Given instruction = How might the passage on motherhood in Peter Pan go on after its final sentence? Write that continuation.

Motherhood Theme Icon

Peter Pan is the novel’s hero, a boy so charming and brave that even his enemies find it difficult not to love him. Yet it is Mrs. Darling whom the narrator loves best. And it seems as though everyone but Mrs. Darling is fixated on mothers: Wendy, who wants to become one, Peter, who wants not to need one, the lost boys, who want simply to know one, and even the pirates, who admit with a dash of longing that a mother is like a Never bird who would die to save her eggs. And all but Peter agree that a mother is a person miraculously gifted at measureless, selfless love. They know that motherhood’s dullest chores are all tuned to some sort of white magic, and that magic inspires in them a confused awe.

Records:
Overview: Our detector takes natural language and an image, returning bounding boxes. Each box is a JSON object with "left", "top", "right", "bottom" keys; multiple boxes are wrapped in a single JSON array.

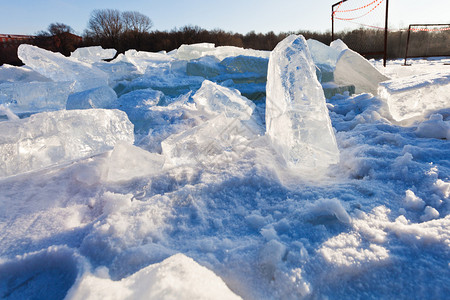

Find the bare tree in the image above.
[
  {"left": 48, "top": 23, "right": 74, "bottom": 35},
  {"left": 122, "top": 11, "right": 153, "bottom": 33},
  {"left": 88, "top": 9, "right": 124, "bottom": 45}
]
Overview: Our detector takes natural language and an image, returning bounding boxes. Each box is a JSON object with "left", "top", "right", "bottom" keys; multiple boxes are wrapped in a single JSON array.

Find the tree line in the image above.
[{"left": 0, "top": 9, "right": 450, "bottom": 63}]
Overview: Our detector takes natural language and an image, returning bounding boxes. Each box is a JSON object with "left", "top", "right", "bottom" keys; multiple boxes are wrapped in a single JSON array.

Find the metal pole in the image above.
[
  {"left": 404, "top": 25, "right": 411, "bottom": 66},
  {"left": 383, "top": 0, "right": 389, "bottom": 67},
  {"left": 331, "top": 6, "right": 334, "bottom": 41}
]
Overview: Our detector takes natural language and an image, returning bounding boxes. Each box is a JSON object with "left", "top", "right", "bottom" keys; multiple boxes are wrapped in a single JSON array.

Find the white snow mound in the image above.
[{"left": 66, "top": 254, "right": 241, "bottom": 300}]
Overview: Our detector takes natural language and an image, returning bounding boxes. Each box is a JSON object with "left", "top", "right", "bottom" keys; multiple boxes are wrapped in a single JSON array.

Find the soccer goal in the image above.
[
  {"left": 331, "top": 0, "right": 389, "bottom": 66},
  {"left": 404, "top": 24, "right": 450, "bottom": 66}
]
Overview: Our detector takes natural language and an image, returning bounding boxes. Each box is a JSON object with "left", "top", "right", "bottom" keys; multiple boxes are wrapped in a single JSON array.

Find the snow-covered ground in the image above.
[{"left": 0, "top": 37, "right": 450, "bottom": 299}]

--

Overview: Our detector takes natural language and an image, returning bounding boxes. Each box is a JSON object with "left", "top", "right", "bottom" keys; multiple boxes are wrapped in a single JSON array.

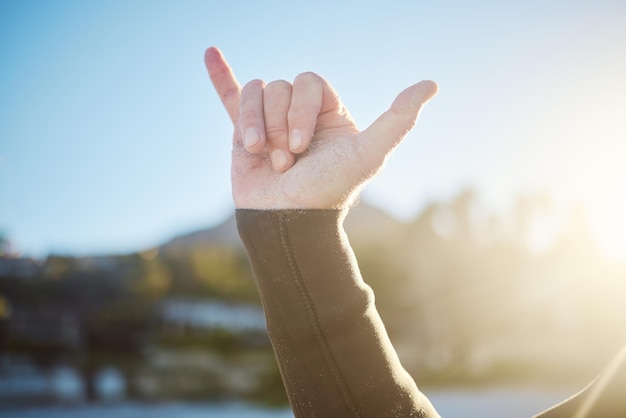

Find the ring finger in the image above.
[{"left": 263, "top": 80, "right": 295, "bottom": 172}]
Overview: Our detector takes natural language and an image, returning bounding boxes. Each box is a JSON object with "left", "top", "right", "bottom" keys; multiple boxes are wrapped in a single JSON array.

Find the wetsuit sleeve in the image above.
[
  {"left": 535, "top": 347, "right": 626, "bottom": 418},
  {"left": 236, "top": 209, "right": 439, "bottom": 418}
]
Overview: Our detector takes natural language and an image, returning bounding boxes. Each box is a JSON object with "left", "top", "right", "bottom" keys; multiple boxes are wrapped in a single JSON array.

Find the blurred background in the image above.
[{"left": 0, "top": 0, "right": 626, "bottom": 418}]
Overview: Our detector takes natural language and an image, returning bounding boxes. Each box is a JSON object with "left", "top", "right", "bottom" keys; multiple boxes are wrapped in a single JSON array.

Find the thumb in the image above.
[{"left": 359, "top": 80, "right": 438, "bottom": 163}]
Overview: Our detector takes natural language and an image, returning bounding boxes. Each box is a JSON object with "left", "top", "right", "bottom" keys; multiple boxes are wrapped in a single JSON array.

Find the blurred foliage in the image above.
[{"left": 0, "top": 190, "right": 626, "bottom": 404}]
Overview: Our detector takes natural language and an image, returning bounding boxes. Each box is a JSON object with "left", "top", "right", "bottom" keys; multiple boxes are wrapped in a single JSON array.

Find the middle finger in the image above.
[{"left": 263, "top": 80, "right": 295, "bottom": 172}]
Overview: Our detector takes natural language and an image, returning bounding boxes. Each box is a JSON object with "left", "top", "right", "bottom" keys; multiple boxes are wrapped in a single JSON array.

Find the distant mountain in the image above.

==

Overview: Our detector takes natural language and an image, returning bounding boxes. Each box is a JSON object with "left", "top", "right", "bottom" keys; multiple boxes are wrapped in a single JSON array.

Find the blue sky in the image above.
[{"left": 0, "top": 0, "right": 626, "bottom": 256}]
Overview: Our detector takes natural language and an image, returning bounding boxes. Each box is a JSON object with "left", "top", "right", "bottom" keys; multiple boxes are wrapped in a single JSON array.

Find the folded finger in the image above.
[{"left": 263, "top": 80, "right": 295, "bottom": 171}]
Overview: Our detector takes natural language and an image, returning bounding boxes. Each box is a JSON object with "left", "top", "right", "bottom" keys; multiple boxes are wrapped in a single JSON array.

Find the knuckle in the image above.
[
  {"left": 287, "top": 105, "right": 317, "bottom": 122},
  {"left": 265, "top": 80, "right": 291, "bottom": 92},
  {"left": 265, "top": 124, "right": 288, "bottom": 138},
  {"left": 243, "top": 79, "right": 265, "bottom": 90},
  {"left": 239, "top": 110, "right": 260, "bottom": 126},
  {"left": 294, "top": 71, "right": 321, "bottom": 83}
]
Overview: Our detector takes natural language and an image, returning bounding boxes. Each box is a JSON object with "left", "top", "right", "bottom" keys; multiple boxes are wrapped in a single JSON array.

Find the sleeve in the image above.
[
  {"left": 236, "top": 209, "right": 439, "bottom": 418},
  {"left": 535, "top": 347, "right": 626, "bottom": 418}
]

Expected answer =
Mothers and children are bound by a painful symmetry, at once a likeness and a fierce deadlock. The sublime extreme of a mother’s love is an inversion of the sublime extreme of children’s indifference, children who are “ever ready, when novelty knocks, to desert their dearest ones.” The magic of motherly love is commensurate to children’s “heartless” magic, a likeness that creates deep sympathy between them. But the mother’s magic quietly transforms the child: a mother longs to change a creature incapable of love into a person who can return love, a person no longer “gay, innocent, and heartless,” a person who can no longer fly. Motherly magic envelops children’s magic and slowly, lovingly wears it away.

Peter distrusts mothers because he believes that his own mother betrayed him, but he dislikes them because they turn children into adults. “Keep back, lady,” he yells at Mrs. Darling: “no one is going to catch me and make me a man.” This an odd remark: one would assume time to be the primary culprit, along with schools and workdays. But Peter is wiser than he may seem, and less innocent. Peter dislikes mothers because he knows that, in loving his magic, they would eventually take it away. Mothers know this too, and it is this awful knowledge that makes us love them.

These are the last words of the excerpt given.